▸ SOURCE MATERIAL
◇ ◇ ◇ ◇ ◇

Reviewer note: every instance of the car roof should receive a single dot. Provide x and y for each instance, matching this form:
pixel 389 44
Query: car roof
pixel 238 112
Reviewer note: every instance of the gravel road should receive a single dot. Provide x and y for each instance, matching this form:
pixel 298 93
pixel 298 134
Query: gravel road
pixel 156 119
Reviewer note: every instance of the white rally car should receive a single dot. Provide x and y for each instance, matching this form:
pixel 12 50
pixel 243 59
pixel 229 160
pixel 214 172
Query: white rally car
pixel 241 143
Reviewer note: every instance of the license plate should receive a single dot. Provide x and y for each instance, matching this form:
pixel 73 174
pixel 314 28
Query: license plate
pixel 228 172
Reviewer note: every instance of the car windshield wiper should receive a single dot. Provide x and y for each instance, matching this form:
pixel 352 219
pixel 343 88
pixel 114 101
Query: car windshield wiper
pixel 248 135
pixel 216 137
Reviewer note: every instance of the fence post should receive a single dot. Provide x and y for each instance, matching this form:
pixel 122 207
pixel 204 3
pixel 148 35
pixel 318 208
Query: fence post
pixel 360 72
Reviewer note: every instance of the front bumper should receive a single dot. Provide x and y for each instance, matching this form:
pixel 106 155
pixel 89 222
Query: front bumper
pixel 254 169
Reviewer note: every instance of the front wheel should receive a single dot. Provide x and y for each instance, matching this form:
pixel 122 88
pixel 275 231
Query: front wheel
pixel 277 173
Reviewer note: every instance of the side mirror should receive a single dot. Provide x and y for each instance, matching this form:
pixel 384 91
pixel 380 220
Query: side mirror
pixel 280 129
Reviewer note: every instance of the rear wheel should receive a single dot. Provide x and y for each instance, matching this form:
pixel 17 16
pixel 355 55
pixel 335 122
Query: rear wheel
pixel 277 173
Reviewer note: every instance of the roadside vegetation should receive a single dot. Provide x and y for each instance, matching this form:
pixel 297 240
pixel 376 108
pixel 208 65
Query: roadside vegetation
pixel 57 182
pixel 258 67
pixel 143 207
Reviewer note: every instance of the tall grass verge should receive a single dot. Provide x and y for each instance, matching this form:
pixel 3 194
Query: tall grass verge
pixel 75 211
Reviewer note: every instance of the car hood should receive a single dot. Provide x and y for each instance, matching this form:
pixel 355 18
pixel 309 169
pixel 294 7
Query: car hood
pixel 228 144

◇ ◇ ◇ ◇ ◇

Repeat the entries. Keep each one exactly as written.

▸ SOLUTION TO THIS EXERCISE
Reviewer note: every instance of the car roof should receive a single dot. Provide x and y for each instance, matching this form:
pixel 389 44
Query: car roof
pixel 238 112
Reviewer note: every instance of the gravel road should receive a single dot. Provide x and y for each instance, matching this form:
pixel 298 93
pixel 298 134
Query: gravel road
pixel 156 119
Reviewer note: every instance of the white rally car should receive a single dot. Provide x and y for each instance, matching this form:
pixel 12 50
pixel 243 59
pixel 229 160
pixel 214 172
Query: white rally car
pixel 241 143
Reviewer note: every instance of the license plate should receive a single dot. Provide x and y for each instance, matching this form:
pixel 73 174
pixel 314 28
Query: license plate
pixel 228 172
Reviewer note: every instance of the car windshield wiper should receive a single dot. Provide x and y for each instance, matching this form:
pixel 352 219
pixel 343 88
pixel 114 101
Query: car windshield wiper
pixel 248 135
pixel 216 137
Reviewer note: every instance of the fence post should receive a single dot. Provide x and y for each instance, matching this form:
pixel 122 207
pixel 204 3
pixel 148 35
pixel 318 208
Query: fence post
pixel 360 72
Reviewer note: every instance of the front bumper should receive a single dot. Provide x and y for each instance, matching this form:
pixel 106 155
pixel 89 222
Query: front bumper
pixel 254 169
Reviewer note: every instance of the front wheel should receive a single dot. Provide x and y for each instance, matching this form:
pixel 122 88
pixel 275 231
Query: front wheel
pixel 277 173
Reviewer note: every instance of the side mirror should receive a single dot. Provide x and y for each instance, matching this form:
pixel 384 91
pixel 380 220
Query: side mirror
pixel 280 129
Reviewer note: every instance of the rear wheel should receive a single dot. Provide x and y for each instance, matching this form:
pixel 17 16
pixel 355 55
pixel 335 122
Query: rear wheel
pixel 277 173
Reviewer note: every instance of the roadside vegetation should receive a single dot. Provide x and y for each instance, matching this form:
pixel 297 240
pixel 376 108
pixel 208 65
Query: roadside vegetation
pixel 57 182
pixel 258 67
pixel 143 207
Reviewer note: every instance of the tall grass verge should receive a single dot. Provide x and y for each instance, matching this form:
pixel 3 194
Query: tall grass verge
pixel 75 211
Reviewer note: every instance of the car hood should receive a single dot. Provide x and y for each instance, matching this form:
pixel 355 18
pixel 309 169
pixel 294 7
Query: car hood
pixel 228 144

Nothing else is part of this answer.